▶ _Instructions for the task_:
Starting at the line with "Shot-chart prep: mark the yellow" and ending at the line with "column 171, row 523", write out those lines of the records again, changing "stroller" to "baby carriage" and leaving everything else the same.

::: Dataset records

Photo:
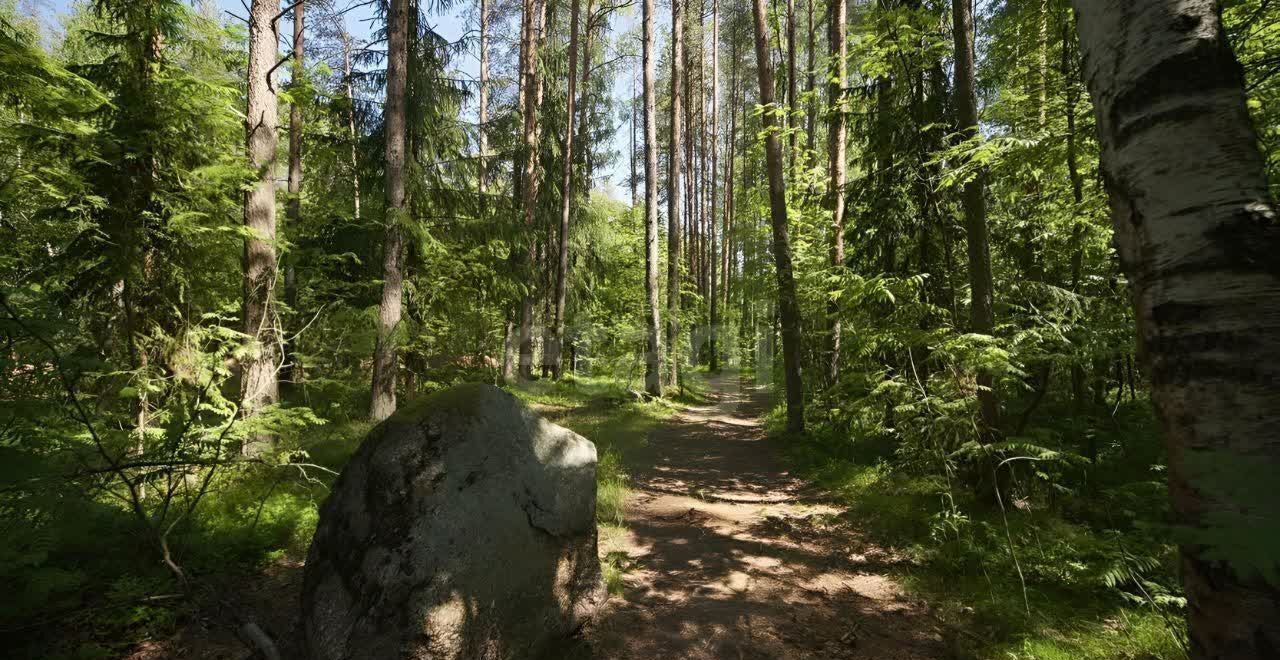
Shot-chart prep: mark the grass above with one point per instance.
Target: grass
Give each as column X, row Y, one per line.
column 956, row 562
column 603, row 411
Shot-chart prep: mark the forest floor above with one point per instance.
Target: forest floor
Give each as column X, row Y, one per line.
column 722, row 553
column 727, row 555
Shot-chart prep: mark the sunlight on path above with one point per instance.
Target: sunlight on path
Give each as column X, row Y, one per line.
column 730, row 557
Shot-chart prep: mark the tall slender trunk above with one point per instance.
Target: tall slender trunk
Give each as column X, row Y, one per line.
column 351, row 123
column 837, row 127
column 730, row 209
column 531, row 27
column 673, row 202
column 1196, row 232
column 713, row 261
column 635, row 179
column 787, row 303
column 259, row 385
column 792, row 102
column 385, row 354
column 292, row 369
column 812, row 83
column 1070, row 81
column 981, row 316
column 557, row 339
column 483, row 128
column 584, row 104
column 653, row 320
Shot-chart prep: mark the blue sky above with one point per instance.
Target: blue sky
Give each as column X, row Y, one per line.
column 452, row 24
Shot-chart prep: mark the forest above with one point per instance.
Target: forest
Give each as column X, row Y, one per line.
column 1000, row 265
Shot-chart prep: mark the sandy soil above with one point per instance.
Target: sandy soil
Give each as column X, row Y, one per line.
column 730, row 557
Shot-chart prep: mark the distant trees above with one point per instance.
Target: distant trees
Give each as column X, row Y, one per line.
column 653, row 320
column 259, row 385
column 675, row 165
column 385, row 356
column 981, row 314
column 1196, row 230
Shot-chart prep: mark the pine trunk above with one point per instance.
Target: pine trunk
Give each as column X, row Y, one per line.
column 291, row 371
column 787, row 303
column 713, row 261
column 259, row 385
column 385, row 354
column 673, row 189
column 557, row 339
column 653, row 340
column 981, row 320
column 836, row 133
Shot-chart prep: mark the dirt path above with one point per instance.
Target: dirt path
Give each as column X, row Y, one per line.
column 728, row 557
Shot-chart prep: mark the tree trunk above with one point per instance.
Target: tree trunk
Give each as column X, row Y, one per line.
column 291, row 371
column 653, row 342
column 836, row 137
column 713, row 261
column 812, row 111
column 673, row 189
column 385, row 356
column 557, row 338
column 531, row 26
column 787, row 303
column 981, row 319
column 259, row 386
column 483, row 128
column 351, row 123
column 791, row 81
column 1196, row 230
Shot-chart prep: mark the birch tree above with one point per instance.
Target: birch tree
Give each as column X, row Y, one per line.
column 259, row 386
column 1196, row 230
column 385, row 356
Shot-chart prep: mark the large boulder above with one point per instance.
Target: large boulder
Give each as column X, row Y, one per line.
column 462, row 528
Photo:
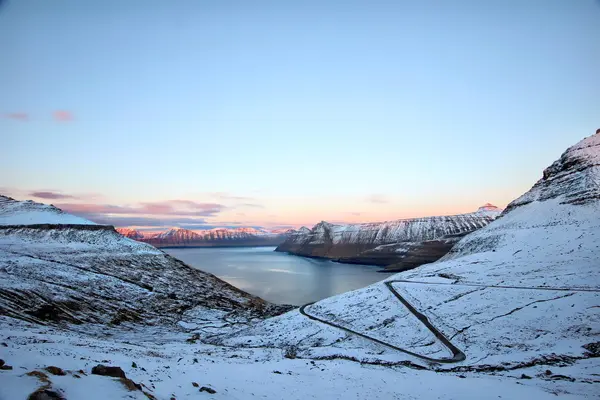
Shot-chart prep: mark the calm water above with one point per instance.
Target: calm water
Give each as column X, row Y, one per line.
column 279, row 277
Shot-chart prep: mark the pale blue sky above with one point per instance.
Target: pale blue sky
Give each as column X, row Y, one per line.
column 346, row 110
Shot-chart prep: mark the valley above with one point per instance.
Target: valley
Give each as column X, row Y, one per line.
column 510, row 309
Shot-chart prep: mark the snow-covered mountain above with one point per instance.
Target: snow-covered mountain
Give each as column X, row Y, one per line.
column 405, row 242
column 131, row 233
column 244, row 236
column 55, row 267
column 518, row 297
column 513, row 307
column 13, row 212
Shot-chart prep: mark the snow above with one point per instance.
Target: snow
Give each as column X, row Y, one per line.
column 169, row 370
column 412, row 229
column 13, row 212
column 519, row 297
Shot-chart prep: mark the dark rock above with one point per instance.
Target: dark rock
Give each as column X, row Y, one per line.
column 115, row 372
column 40, row 375
column 130, row 385
column 593, row 348
column 193, row 339
column 55, row 370
column 208, row 390
column 404, row 243
column 45, row 394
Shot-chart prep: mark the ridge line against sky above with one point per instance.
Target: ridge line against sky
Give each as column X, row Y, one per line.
column 282, row 114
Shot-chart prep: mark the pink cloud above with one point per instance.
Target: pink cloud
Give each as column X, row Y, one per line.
column 51, row 195
column 172, row 207
column 63, row 116
column 17, row 116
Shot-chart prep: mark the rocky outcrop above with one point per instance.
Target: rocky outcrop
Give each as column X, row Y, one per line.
column 574, row 177
column 407, row 242
column 130, row 233
column 77, row 273
column 572, row 180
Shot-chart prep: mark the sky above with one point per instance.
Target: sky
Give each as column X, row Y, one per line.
column 279, row 114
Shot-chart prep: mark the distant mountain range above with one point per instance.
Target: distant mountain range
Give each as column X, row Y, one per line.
column 218, row 237
column 401, row 244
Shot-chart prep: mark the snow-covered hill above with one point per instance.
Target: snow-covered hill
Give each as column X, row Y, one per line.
column 131, row 233
column 13, row 212
column 55, row 270
column 518, row 297
column 245, row 236
column 406, row 243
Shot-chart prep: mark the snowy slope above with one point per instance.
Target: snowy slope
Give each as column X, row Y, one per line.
column 130, row 233
column 242, row 236
column 520, row 294
column 378, row 233
column 415, row 241
column 89, row 273
column 13, row 212
column 518, row 297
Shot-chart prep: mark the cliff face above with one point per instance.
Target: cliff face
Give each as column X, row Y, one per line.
column 566, row 196
column 522, row 292
column 574, row 177
column 420, row 239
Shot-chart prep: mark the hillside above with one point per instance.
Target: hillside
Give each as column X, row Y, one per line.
column 57, row 268
column 218, row 237
column 405, row 243
column 510, row 312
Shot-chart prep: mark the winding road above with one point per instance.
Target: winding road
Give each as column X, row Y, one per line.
column 457, row 354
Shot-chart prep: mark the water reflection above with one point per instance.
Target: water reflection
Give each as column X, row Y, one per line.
column 279, row 277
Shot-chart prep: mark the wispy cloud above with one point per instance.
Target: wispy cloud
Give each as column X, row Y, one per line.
column 224, row 196
column 173, row 207
column 51, row 195
column 63, row 116
column 18, row 116
column 377, row 199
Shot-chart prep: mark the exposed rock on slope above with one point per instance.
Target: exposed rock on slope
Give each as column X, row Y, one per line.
column 130, row 233
column 27, row 212
column 575, row 177
column 519, row 293
column 406, row 243
column 89, row 273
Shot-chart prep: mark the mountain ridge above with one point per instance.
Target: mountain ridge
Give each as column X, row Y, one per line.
column 405, row 243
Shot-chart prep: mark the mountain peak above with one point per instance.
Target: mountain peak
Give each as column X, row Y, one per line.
column 15, row 212
column 573, row 179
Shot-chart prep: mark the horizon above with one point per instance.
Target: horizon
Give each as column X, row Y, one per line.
column 205, row 115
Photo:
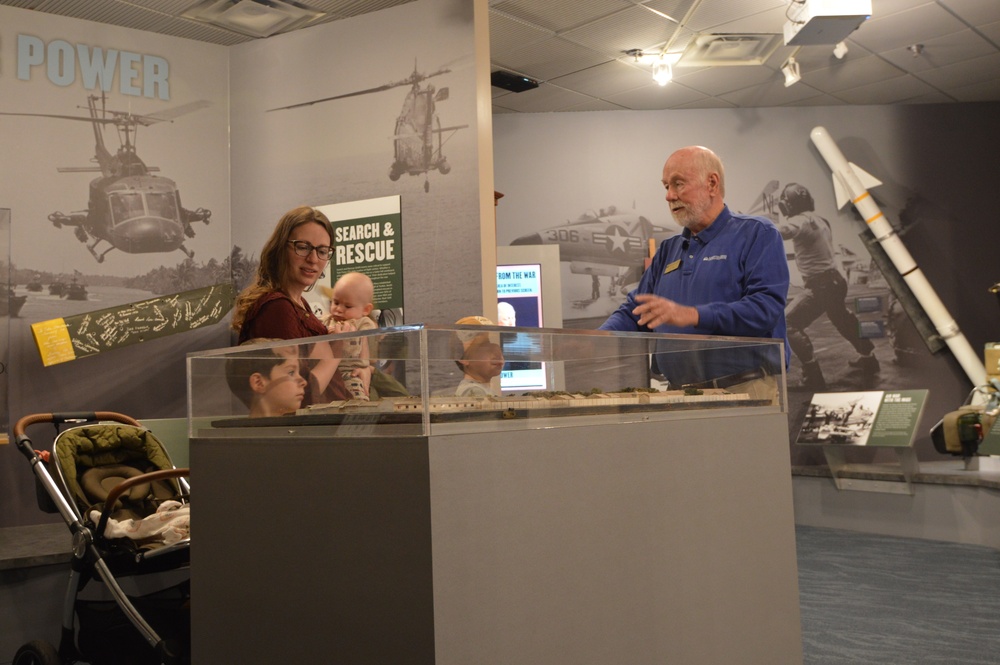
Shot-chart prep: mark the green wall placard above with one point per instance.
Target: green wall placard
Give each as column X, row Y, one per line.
column 82, row 335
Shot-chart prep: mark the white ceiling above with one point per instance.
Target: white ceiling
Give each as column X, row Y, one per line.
column 575, row 48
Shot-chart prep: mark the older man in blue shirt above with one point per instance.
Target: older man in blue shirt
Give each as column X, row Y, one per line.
column 724, row 274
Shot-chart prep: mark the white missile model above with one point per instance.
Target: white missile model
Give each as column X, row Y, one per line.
column 851, row 183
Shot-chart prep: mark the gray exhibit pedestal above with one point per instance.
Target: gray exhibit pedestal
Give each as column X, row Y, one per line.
column 649, row 542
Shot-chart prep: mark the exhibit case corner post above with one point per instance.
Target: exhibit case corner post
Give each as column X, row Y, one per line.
column 429, row 379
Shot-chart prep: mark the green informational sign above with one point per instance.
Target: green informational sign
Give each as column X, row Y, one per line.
column 871, row 418
column 81, row 335
column 368, row 238
column 897, row 418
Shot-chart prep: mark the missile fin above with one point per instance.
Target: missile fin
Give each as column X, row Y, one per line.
column 840, row 192
column 867, row 179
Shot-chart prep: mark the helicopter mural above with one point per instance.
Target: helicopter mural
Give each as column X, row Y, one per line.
column 128, row 208
column 609, row 242
column 419, row 138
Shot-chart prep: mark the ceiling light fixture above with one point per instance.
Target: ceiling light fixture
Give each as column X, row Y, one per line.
column 722, row 50
column 662, row 64
column 663, row 73
column 791, row 71
column 255, row 18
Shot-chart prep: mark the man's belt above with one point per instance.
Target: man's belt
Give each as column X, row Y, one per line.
column 724, row 382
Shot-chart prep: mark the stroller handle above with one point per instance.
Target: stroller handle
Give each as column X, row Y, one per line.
column 69, row 416
column 128, row 483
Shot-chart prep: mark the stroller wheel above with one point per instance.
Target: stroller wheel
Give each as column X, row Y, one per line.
column 36, row 652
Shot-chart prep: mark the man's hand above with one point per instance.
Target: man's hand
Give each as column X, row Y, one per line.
column 656, row 311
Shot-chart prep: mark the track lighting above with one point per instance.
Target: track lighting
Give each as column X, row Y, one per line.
column 791, row 71
column 662, row 71
column 663, row 63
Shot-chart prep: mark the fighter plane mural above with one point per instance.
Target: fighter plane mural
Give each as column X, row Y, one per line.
column 609, row 242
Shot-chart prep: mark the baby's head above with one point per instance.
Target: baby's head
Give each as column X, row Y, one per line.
column 506, row 315
column 477, row 353
column 351, row 297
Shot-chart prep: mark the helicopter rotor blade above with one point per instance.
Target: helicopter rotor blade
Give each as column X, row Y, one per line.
column 380, row 88
column 168, row 115
column 103, row 121
column 415, row 77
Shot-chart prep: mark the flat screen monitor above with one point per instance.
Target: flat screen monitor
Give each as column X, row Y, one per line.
column 519, row 303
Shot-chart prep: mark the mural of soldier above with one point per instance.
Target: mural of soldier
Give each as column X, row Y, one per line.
column 825, row 287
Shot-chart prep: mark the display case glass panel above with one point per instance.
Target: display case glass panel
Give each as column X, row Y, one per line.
column 10, row 305
column 446, row 379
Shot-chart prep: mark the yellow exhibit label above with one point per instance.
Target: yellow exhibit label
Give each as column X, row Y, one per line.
column 53, row 341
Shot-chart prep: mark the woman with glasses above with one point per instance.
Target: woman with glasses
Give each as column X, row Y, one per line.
column 272, row 307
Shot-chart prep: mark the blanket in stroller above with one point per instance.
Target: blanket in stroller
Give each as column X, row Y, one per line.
column 171, row 523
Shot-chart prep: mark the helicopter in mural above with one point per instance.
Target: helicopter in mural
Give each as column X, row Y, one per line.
column 128, row 208
column 419, row 138
column 609, row 242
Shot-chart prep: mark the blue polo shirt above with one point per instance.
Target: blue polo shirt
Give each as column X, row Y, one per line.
column 736, row 275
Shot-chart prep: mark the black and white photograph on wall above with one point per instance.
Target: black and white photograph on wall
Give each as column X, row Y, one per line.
column 849, row 328
column 840, row 418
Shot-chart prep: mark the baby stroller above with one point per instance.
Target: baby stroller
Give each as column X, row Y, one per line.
column 126, row 506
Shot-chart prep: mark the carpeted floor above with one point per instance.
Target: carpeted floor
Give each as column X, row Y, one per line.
column 875, row 600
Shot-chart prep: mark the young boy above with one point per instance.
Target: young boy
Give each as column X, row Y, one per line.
column 350, row 305
column 482, row 359
column 267, row 382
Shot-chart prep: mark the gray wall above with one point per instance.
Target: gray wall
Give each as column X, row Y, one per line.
column 937, row 163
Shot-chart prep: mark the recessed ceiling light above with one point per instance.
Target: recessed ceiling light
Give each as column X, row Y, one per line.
column 256, row 18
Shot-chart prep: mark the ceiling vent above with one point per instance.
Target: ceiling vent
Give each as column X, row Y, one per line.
column 721, row 50
column 511, row 81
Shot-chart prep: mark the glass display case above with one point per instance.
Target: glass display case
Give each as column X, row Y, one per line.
column 10, row 305
column 430, row 379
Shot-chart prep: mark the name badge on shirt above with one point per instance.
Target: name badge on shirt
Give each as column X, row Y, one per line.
column 672, row 266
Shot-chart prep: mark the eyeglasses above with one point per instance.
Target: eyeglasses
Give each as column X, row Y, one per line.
column 303, row 249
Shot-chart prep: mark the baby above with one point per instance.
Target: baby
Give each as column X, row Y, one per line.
column 350, row 305
column 481, row 359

::::::

▶ _Result for this task_:
Shot-chart prep: mark the yellow exhibit label above with one point per instance.
Target: yellow exhibit label
Give each as column X, row Y, one per line.
column 53, row 341
Shot-chart prep: mark the woman with glasses above with one point per instance.
Target: woman with glasses
Give each as column X, row Y, one per line.
column 272, row 307
Shot-chart prep: mark the blanket in baby carriage above with one point per instance.
Target: blanket in baby carriage
Give each as column X, row Y, one per line.
column 171, row 523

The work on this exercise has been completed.